[THE PROBLEM]: Return, exactly and in full, the lines of the records below starting at the one with "box: [547, 18, 581, 182]" and ending at the one with "box: [0, 239, 109, 287]", and no other lines.

[Stored data entries]
--------

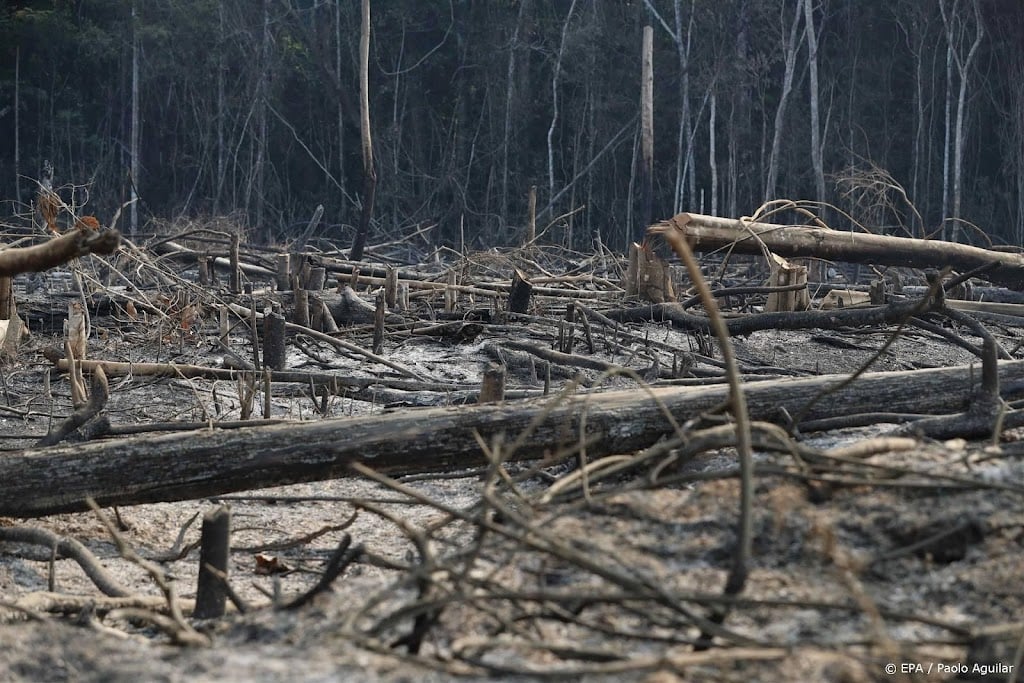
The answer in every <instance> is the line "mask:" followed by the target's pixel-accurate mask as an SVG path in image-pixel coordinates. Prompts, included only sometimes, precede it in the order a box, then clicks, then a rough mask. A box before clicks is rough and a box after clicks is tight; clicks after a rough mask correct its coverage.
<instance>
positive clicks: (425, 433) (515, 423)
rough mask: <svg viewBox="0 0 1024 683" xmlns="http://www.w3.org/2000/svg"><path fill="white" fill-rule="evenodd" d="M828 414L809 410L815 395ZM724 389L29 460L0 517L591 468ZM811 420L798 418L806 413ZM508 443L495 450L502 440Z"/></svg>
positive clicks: (933, 407) (860, 407) (854, 400)
mask: <svg viewBox="0 0 1024 683" xmlns="http://www.w3.org/2000/svg"><path fill="white" fill-rule="evenodd" d="M979 375H980V373H979V372H978V370H977V368H975V367H968V366H964V367H957V368H946V369H939V370H924V371H911V372H899V373H870V374H866V375H864V376H862V377H861V378H859V379H858V380H857V381H856V382H854V383H851V384H849V385H847V386H844V387H843V388H838V387H839V385H840V384H841V383H842V382H844V381H845V380H846V379H848V377H847V376H846V375H842V376H839V375H828V376H822V377H816V378H810V379H800V380H781V381H768V382H758V383H754V384H750V385H748V386H746V387H745V394H746V399H748V405H749V410H750V416H751V418H752V419H754V420H766V421H773V422H777V423H782V422H784V419H785V418H784V417H783V411H784V412H785V413H787V414H788V415H799V414H801V413H802V412H803V419H805V420H817V419H822V418H826V417H831V416H835V415H843V414H850V413H861V412H869V411H873V410H874V409H877V407H878V405H880V404H884V405H886V407H887V408H888V410H890V411H892V412H907V413H916V414H920V413H947V412H955V411H962V410H964V408H965V407H966V405H967V404H968V402H969V401H970V399H971V397H972V395H973V393H974V392H975V390H976V389H977V388H978V383H979V382H980V377H979ZM999 375H1000V381H1001V382H1002V385H1004V386H1006V385H1007V384H1008V383H1009V382H1012V381H1015V380H1020V379H1022V378H1024V361H1013V362H1006V364H1004V365H1002V366H1001V367H1000V368H999ZM826 388H833V389H836V392H835V393H833V394H830V395H829V396H828V399H827V400H817V401H815V402H814V403H813V404H811V405H810V408H807V407H808V403H809V401H811V400H812V399H814V398H815V397H817V396H818V395H819V393H820V392H821V391H822V389H826ZM727 392H728V388H727V387H722V386H713V387H701V388H692V387H662V388H652V389H651V390H650V392H641V391H636V390H629V391H613V392H607V393H601V394H594V395H575V396H567V397H559V398H555V399H551V398H546V399H541V400H528V401H523V402H517V403H513V404H504V405H495V404H487V405H473V407H466V408H459V409H452V408H444V409H424V410H409V411H403V412H401V413H396V414H385V415H374V416H365V417H356V418H338V419H330V420H322V421H318V422H312V423H293V424H283V425H270V426H260V427H253V428H252V429H244V430H230V431H218V430H203V431H199V432H193V433H189V434H181V433H176V434H162V435H146V436H139V437H134V438H126V439H119V440H114V441H106V442H93V443H77V444H74V445H71V446H55V447H51V449H45V450H29V451H24V452H22V453H19V454H16V455H6V456H3V457H0V515H4V516H15V517H38V516H43V515H48V514H55V513H59V512H72V511H81V510H86V509H88V506H87V504H86V500H87V499H88V498H93V499H95V500H96V501H97V502H98V503H99V504H100V505H136V504H142V503H155V502H161V501H176V500H190V499H199V498H208V497H213V496H217V495H220V494H226V493H229V492H238V490H248V489H252V488H262V487H265V486H273V485H282V484H289V483H297V482H303V481H317V480H325V479H330V478H335V477H340V476H348V475H351V466H352V465H353V464H354V463H361V464H364V465H366V466H368V467H371V468H373V469H375V470H378V471H380V472H384V473H387V474H391V475H398V474H404V473H410V472H424V471H445V470H450V469H454V468H465V467H473V466H478V465H485V464H487V460H486V458H485V457H484V455H483V453H482V452H481V450H480V446H479V443H481V442H483V443H492V442H495V440H496V439H498V438H504V440H505V443H510V442H511V441H512V439H518V441H517V442H518V443H520V445H519V447H518V450H517V451H515V452H514V453H513V452H510V451H504V452H503V455H504V456H506V457H508V458H510V459H515V460H521V459H538V458H545V457H551V456H554V455H555V454H558V453H559V452H560V450H561V449H569V450H571V449H573V447H575V446H577V445H578V444H579V442H580V440H581V438H583V439H585V440H586V442H587V455H588V457H589V458H599V457H603V456H606V455H610V454H618V453H630V452H633V451H636V450H638V449H643V447H646V446H649V445H651V444H652V443H654V442H655V441H656V440H658V439H659V438H660V437H662V436H663V435H664V434H666V433H670V432H672V431H673V429H672V427H671V425H670V423H669V421H668V420H667V419H666V415H667V414H670V415H672V416H673V417H674V418H675V420H676V421H677V423H682V422H683V421H685V420H688V419H690V418H692V417H695V416H697V415H699V414H701V413H705V412H707V411H713V410H716V409H717V408H718V407H720V405H721V404H722V403H723V401H724V400H725V399H726V397H727ZM805 409H806V411H805ZM502 435H503V436H502Z"/></svg>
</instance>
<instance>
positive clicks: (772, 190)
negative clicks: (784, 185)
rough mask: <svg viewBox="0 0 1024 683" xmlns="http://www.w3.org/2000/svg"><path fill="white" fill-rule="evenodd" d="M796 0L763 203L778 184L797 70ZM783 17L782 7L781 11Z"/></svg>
mask: <svg viewBox="0 0 1024 683" xmlns="http://www.w3.org/2000/svg"><path fill="white" fill-rule="evenodd" d="M804 1H805V0H797V3H796V11H795V12H794V15H793V24H792V25H790V35H788V37H787V38H786V40H785V45H784V49H785V54H784V57H785V71H784V72H783V75H782V91H781V92H780V93H779V98H778V106H777V108H776V109H775V128H774V134H773V136H772V143H771V152H770V153H769V155H768V179H767V181H766V182H765V197H764V199H765V201H766V202H767V201H768V200H771V199H774V198H775V190H776V185H777V184H778V164H779V156H780V155H781V153H782V129H783V127H784V125H785V109H786V106H787V105H788V103H790V94H791V93H792V92H793V76H794V73H795V72H796V70H797V52H798V50H799V49H800V35H799V33H800V14H801V11H802V9H803V7H802V4H801V3H802V2H804ZM781 15H782V16H783V17H784V5H783V8H782V11H781Z"/></svg>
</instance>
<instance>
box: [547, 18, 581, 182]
mask: <svg viewBox="0 0 1024 683" xmlns="http://www.w3.org/2000/svg"><path fill="white" fill-rule="evenodd" d="M575 3H577V0H572V3H571V4H570V5H569V11H568V12H566V14H565V22H564V23H563V24H562V38H561V41H559V43H558V54H557V55H556V57H555V73H554V74H553V75H552V76H551V125H550V126H549V127H548V201H549V202H550V201H551V200H552V198H553V197H554V196H555V146H554V141H553V140H554V136H555V126H557V125H558V81H559V79H560V77H561V74H562V55H563V54H564V53H565V36H566V35H567V34H568V30H569V20H570V19H571V18H572V11H573V10H574V9H575Z"/></svg>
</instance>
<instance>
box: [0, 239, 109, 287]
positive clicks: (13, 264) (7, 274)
mask: <svg viewBox="0 0 1024 683" xmlns="http://www.w3.org/2000/svg"><path fill="white" fill-rule="evenodd" d="M119 244H121V233H120V232H118V231H117V230H110V229H108V230H100V231H92V230H79V229H73V230H71V231H69V232H67V233H65V234H61V236H60V237H58V238H53V239H52V240H50V241H48V242H45V243H43V244H41V245H36V246H35V247H13V248H11V249H5V250H3V251H0V278H4V276H11V275H16V274H18V273H19V272H39V271H41V270H46V269H48V268H52V267H54V266H57V265H60V264H61V263H67V262H68V261H70V260H72V259H73V258H78V257H80V256H86V255H87V254H112V253H114V251H115V250H116V249H117V248H118V245H119Z"/></svg>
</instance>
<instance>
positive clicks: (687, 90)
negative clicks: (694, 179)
mask: <svg viewBox="0 0 1024 683" xmlns="http://www.w3.org/2000/svg"><path fill="white" fill-rule="evenodd" d="M673 10H674V14H675V35H673V42H675V43H676V57H677V59H678V60H679V74H680V79H679V106H680V111H679V139H678V141H677V144H676V193H675V198H674V200H675V201H674V204H675V210H676V212H679V211H682V210H683V203H684V202H685V201H686V184H687V182H686V181H687V178H688V177H689V176H691V175H692V170H693V168H692V167H693V134H692V133H693V126H692V124H691V119H692V113H691V110H690V37H691V35H692V30H693V11H692V8H691V11H690V18H689V22H688V23H687V27H686V37H685V38H683V6H682V2H681V0H675V2H674V3H673ZM689 189H690V195H689V198H690V201H691V202H692V201H693V183H692V182H691V183H690V188H689Z"/></svg>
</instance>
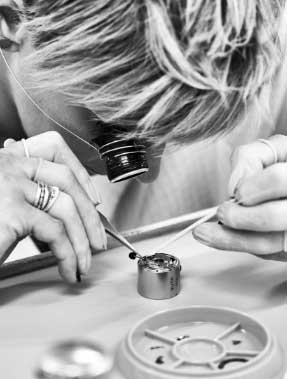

--------

[RESPONSE TO THIS EXERCISE]:
box: [547, 18, 581, 182]
mask: <svg viewBox="0 0 1024 683" xmlns="http://www.w3.org/2000/svg"><path fill="white" fill-rule="evenodd" d="M575 3H577V0H572V3H571V4H570V5H569V11H568V12H566V14H565V22H564V23H563V24H562V38H561V41H559V43H558V54H557V55H556V57H555V73H554V74H553V75H552V76H551V125H550V126H549V127H548V201H549V202H550V201H551V200H552V198H553V197H554V196H555V146H554V141H553V140H554V136H555V126H557V125H558V81H559V79H560V77H561V74H562V55H563V54H564V53H565V36H566V35H567V34H568V30H569V20H570V19H571V18H572V11H573V10H574V9H575Z"/></svg>
</instance>
<instance>
box: [0, 239, 109, 287]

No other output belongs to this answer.